*** Selected extract
New York has been among the top 10 states with unaccompanied homeless youth (UHY) filing for federal financial aid for the last three years. In a private report to the National Association for the Education of Homeless Children and Youth, the United States Department of Education, reports that there were 2,215 college students applying for financial aid in New York who indicated on their Free Application for Federal Student Aid that they were homeless last year. This number does not include undocumented youth who are not eligible to apply for federal or state aid.

Unfortunately, these students are often left behind. It wasn’t until last year that New York changed an extremely outdated component of its $1 billion Tuition Assistance Program (TAP) that updated this 40-year-old in-state need-based financial aid program. The change made it so UHY are now eligible for the maximum TAP award of $5,165 that Dependent students are eligible for, versus the maximum TAP award of $3,025 available to Independent students.

In addition to outdated laws that limit the amount of aid they can receive, UHY face a number of other challenges including food insecurity, a lack of adult guidance and support, failure to access available support systems, lack of access to parental financial information, limited housing options, and a lack of financial means to live independently and safely.

New York should create a policy that models the federal McKinney-Vento Act on a college level. This landmark piece of legislation successfully creates safety nets and institutional support structures for K-12 students. By law, every school district in the country, and every school building in New York City, is required to have a liaison who is responsible for coordinating support and resources for homeless and unaccompanied youth. Every year, liaisons are required to undergo training to stay current on best practices to support and assist homeless students. Furthermore, their work has given lawmakers data and information on the best ways to support these communities.

There are more than 130,000 K-12 homeless students in New York. Among those students, nearly 11,000 11th and 12th graders approaching the end of their high school careers. These are only the numbers that are reported and do not account for the possibility of additional students who are in need.

Given the number of colleges and universities, the number of community based organizations and support networks that exist, and the high-level of poverty in New York, the state has the potential to become a leader in creating a framework of how states should build support systems for unaccompanied homeless youth to access and succeed in college.
******
Problem set
1. In the passage on homeless youth and college aid, what is the maximum TAP award that unaccompanied homeless youth are now eligible for?
2. In the passage on homeless youth and college aid, take the part that opens with "There are more" and closes with "succeed in college.", and write it out again with "leader" changed to "pioneer".
The listing comes from a source unrelated to the passage on homeless youth and college aid.
*** Raw data
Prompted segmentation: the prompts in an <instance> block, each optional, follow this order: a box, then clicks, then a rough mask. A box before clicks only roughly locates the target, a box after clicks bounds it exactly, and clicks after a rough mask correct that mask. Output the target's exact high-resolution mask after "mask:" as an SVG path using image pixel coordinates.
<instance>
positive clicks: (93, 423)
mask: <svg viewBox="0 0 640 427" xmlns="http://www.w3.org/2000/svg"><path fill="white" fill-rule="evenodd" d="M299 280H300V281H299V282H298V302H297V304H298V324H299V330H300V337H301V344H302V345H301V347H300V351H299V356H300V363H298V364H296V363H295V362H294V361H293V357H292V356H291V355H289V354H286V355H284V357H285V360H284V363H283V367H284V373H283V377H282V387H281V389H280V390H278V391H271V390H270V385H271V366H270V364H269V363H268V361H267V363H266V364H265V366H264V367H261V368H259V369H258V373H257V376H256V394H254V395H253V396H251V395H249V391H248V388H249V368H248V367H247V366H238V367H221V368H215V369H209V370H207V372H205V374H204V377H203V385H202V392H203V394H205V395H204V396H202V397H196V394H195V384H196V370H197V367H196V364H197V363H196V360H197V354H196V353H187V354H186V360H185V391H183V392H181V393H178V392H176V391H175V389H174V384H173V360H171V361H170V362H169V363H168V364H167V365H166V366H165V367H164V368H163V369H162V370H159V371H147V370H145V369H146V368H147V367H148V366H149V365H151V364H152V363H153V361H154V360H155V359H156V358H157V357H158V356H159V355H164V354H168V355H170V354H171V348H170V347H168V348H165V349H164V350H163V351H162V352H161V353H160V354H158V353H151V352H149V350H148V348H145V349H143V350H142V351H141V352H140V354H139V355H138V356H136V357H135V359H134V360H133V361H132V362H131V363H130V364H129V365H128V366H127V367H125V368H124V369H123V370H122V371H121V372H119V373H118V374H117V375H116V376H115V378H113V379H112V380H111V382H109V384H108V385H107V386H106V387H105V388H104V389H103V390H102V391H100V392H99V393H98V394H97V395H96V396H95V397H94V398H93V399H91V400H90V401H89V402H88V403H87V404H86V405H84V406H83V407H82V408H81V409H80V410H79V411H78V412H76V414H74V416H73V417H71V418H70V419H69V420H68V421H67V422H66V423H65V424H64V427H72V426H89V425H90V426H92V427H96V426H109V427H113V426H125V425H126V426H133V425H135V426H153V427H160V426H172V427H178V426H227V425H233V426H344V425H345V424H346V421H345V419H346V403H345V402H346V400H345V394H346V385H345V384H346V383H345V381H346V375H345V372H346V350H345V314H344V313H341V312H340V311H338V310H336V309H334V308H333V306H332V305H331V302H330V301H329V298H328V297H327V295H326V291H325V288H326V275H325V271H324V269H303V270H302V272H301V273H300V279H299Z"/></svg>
******
Responses per task
1. $5,165

2.
There are more than 130,000 K-12 homeless students in New York. Among those students, nearly 11,000 11th and 12th graders approaching the end of their high school careers. These are only the numbers that are reported and do not account for the possibility of additional students who are in need.

Given the number of colleges and universities, the number of community based organizations and support networks that exist, and the high-level of poverty in New York, the state has the potential to become a pioneer in creating a framework of how states should build support systems for unaccompanied homeless youth to access and succeed in college.